━━━ RECORDS

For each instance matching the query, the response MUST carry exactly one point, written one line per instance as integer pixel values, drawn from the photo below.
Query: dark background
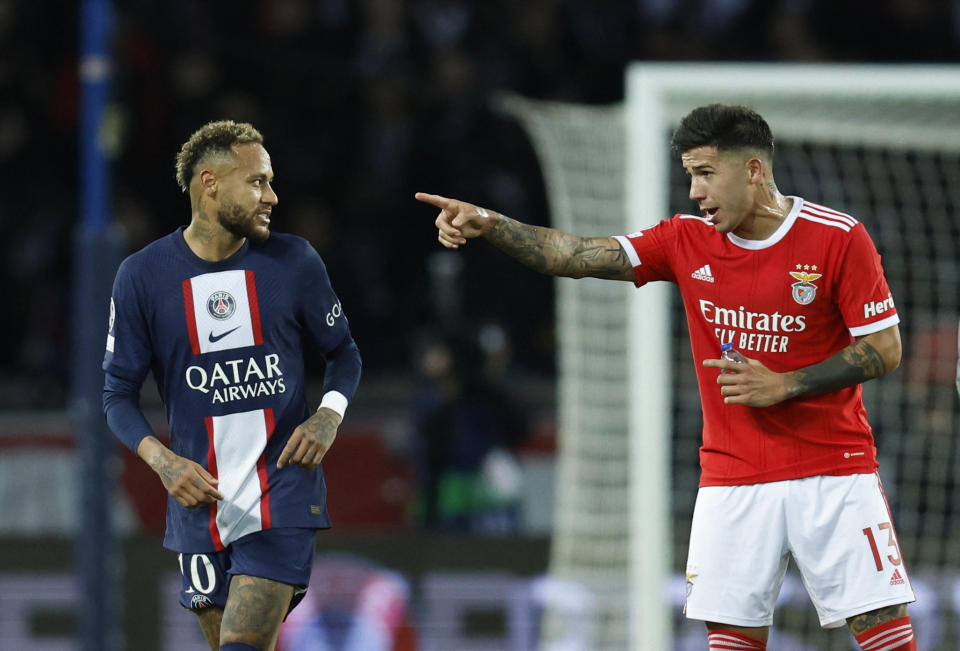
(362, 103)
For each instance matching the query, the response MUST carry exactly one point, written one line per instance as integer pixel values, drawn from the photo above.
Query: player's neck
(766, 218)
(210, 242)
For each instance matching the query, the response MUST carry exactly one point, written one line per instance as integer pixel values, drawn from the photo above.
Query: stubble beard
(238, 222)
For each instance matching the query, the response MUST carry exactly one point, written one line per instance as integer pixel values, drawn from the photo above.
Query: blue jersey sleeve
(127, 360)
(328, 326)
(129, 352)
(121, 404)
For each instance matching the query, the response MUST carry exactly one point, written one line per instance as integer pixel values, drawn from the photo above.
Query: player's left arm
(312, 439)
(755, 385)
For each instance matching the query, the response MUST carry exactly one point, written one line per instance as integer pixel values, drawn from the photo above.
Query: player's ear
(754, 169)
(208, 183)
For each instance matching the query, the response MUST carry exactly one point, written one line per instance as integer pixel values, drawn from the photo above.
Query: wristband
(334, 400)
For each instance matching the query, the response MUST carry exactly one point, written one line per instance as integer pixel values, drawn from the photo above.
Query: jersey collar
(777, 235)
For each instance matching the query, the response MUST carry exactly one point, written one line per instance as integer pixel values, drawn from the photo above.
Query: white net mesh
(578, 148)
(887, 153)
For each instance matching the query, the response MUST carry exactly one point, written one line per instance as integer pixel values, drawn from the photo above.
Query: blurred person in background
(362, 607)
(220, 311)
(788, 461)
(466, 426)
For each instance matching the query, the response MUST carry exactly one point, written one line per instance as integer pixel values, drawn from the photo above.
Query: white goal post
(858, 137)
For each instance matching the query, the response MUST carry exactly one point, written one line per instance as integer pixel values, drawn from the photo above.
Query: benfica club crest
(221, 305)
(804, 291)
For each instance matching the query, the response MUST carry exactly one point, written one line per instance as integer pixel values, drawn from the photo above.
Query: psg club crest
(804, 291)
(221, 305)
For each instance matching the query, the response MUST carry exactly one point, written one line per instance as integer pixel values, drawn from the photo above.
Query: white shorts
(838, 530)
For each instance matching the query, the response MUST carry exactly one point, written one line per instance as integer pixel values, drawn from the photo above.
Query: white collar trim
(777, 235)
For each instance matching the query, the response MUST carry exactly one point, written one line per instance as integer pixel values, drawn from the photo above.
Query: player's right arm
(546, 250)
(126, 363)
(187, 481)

━━━━━━
━━━ RECORDS

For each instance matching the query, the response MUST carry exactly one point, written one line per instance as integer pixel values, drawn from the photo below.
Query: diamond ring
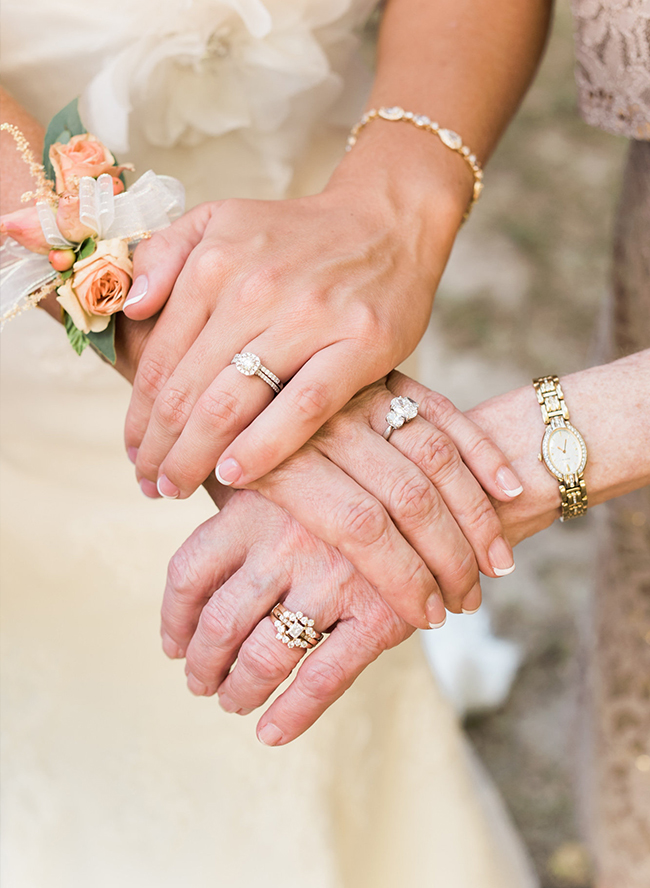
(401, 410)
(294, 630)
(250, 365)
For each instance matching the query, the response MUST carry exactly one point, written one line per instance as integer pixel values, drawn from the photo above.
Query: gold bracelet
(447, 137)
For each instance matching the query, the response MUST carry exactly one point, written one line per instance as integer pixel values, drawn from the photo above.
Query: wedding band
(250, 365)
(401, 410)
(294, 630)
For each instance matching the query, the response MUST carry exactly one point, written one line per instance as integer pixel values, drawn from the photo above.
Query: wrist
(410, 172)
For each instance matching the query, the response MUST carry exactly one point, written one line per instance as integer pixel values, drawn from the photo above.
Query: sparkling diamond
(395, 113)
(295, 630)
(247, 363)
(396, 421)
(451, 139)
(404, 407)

━━━━━━

Tally the lines in the rows above that contain the word "collar". How many are there? Reply with the number only.

__TASK RESPONSE__
2